▸ **MATERIAL SUPPLIED**:
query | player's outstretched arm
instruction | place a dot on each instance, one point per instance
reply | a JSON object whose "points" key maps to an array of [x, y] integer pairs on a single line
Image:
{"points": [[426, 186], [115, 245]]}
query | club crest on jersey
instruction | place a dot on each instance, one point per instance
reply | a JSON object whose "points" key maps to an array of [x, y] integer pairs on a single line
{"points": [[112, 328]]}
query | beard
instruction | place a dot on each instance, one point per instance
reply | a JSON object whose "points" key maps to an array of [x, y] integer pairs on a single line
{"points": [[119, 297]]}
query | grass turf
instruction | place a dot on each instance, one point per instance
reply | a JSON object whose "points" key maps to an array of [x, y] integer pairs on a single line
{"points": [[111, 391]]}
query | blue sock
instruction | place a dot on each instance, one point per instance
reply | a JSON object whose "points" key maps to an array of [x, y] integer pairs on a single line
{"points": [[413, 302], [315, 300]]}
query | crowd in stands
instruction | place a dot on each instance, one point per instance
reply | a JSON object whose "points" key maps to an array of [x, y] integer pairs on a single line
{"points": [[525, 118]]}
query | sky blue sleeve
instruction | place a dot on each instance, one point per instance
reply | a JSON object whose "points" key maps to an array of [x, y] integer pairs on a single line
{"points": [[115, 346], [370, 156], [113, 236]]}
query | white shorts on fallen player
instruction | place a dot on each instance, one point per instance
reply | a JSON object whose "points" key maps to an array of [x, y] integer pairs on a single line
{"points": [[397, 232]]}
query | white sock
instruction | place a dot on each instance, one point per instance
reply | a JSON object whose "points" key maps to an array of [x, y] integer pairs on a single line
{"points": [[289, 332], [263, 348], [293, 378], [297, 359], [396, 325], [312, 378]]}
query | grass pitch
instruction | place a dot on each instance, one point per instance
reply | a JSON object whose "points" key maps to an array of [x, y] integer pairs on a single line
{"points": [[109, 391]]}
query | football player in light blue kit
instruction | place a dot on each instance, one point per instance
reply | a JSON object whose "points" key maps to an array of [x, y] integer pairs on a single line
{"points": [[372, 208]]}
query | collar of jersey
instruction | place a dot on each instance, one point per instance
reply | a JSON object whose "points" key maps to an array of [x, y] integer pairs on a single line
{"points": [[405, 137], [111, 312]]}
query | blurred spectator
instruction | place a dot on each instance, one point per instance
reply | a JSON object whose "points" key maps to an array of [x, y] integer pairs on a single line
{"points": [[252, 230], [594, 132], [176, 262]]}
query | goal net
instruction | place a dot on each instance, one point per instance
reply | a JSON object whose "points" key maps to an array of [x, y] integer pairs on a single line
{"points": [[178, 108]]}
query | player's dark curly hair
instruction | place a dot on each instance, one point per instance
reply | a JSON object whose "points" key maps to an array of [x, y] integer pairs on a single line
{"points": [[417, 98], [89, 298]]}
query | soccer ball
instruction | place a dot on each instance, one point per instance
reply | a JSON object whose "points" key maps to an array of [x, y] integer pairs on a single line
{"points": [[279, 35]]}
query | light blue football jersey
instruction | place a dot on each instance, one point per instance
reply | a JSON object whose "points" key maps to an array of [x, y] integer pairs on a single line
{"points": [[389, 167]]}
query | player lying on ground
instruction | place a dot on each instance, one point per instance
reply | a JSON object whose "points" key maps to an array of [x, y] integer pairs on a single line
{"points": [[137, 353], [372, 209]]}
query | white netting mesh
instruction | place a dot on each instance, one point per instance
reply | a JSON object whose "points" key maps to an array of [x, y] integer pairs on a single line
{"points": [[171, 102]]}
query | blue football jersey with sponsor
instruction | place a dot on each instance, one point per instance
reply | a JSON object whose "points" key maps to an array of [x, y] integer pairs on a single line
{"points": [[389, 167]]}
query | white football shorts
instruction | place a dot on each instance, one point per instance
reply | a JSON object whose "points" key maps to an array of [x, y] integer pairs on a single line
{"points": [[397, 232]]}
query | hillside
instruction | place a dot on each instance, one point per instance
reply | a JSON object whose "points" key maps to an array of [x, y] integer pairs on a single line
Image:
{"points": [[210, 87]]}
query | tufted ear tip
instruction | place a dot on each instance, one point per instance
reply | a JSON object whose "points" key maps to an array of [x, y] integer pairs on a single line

▸ **PROBLEM TO SOLVE**: Copy out each record, keeping every word as it is.

▸ **RESPONSE TO THE TASK**:
query | player's outstretched arm
instruction | place a dot on each instance, one point per instance
reply | a JSON object whose "points" key maps to an array of [x, y] integer pairs on a single line
Image:
{"points": [[426, 186], [115, 245]]}
query | club crest on jersey
instruction | place a dot on each instance, one point per instance
reply | a JSON object whose "points" key maps to an array of [x, y] integer pairs on a single line
{"points": [[112, 328]]}
query | beard
instruction | place a dot on each instance, one point per instance
reply | a JSON object whose "points" key maps to an array of [x, y] integer pairs on a single line
{"points": [[119, 297]]}
query | grass turf
instruction | place a dot on each instance, one point per instance
reply | a JSON object whose "points" key maps to an array of [x, y] integer pairs on a single line
{"points": [[111, 391]]}
query | blue sock
instruction | place a dot on each instance, one point per instance
reply | a JSON object whose "points" key maps to an array of [x, y] integer pairs on a single line
{"points": [[413, 302], [315, 300]]}
query | crowd in stands
instruction | place a dot on each instance, one point per instance
reply | a JSON object whose "points" key maps to an array of [x, y] integer pairs on a single line
{"points": [[525, 118]]}
query | sky blue sleeve
instruction | place a dot on each instance, one point per instance
reply | a JSON object whose "points" key maps to an array of [x, y] integer pairs on a single line
{"points": [[115, 346], [370, 156], [113, 236]]}
query | white shorts on fallen player
instruction | place a dot on each instance, one point per instance
reply | a JSON object whose "points" key maps to an array of [x, y] integer pairs on a single line
{"points": [[397, 232]]}
query | white sock
instruction | place a dot on each instance, one point per instance
reply | a JSON object whose "points" key maps to an array of [x, y] integer pairs on a single line
{"points": [[289, 332], [263, 348], [293, 378], [297, 359], [396, 325], [312, 378]]}
query | grass pitch
instruction | place a dot on each instance, one point per instance
reply | a JSON object whose "points" key maps to an array of [x, y] integer pairs on a single line
{"points": [[109, 391]]}
query | football player in light blue kit
instruction | place a dot on each instance, one point per instance
reply | a JSON object whose "points" key maps to an array of [x, y] integer pairs on a single line
{"points": [[372, 208]]}
query | collar of jersey
instruction | place a dot on each instance, one point per instance
reply | a JSON object whose "points" key maps to an array of [x, y] integer pairs on a single line
{"points": [[405, 137], [111, 312]]}
query | blurred spectator
instruction | place a dot on each instance, one point per instance
reply | a JSON object whose "points" key maps to an array of [x, y] integer pairs on a single line
{"points": [[252, 230], [594, 132], [176, 262]]}
query | goal net
instruction | place a dot on each instance, one point per instance
reply | a JSON object whose "points" key maps to an array of [x, y] integer pairs on a single line
{"points": [[178, 108]]}
query | player's dark curly hair
instruction | place a dot on each instance, one point per instance
reply | a JSON object whose "points" key maps to an array of [x, y] integer pairs on a single line
{"points": [[417, 98], [89, 298]]}
query | soccer ball
instruction | place a dot on each instance, one point per instance
reply | a JSON object whose "points" key maps to an array of [x, y] integer pairs on a single line
{"points": [[279, 35]]}
query | light blue football jersey
instruction | place a dot on each instance, one point per instance
reply | a JSON object whose "points" key maps to an array of [x, y] integer pairs on a single line
{"points": [[389, 167]]}
query | player lying on ground
instruction | place a dot on each instance, one point per instance
reply | a JSON object whose "points" key maps to an array of [x, y] integer pairs on a single line
{"points": [[137, 353], [372, 209]]}
query | white netting mesh
instruction | place a dot on each instance, one point per instance
reply | a JSON object whose "points" key maps to an array of [x, y] integer pairs on a single line
{"points": [[171, 102]]}
query | blue football jersey with sponsor
instruction | place a dot on each instance, one point per instance
reply | a JSON object whose "points" key maps to an array of [x, y] integer pairs on a single line
{"points": [[389, 167]]}
query | white football shorts
instruction | place a dot on each instance, one point per instance
reply | a JSON object whose "points" key maps to an array of [x, y] integer pairs on a single line
{"points": [[397, 232]]}
query | hillside
instruction | place a dot on each instance, one point per instance
reply | a JSON object whose "points" key maps to an array of [x, y] integer pairs on a single line
Image:
{"points": [[210, 87]]}
query | tufted ear tip
instruction | place a dot on each instance, one point per instance
reply | a JSON object whose "points" key maps to an array of [x, y] integer pairs on a single line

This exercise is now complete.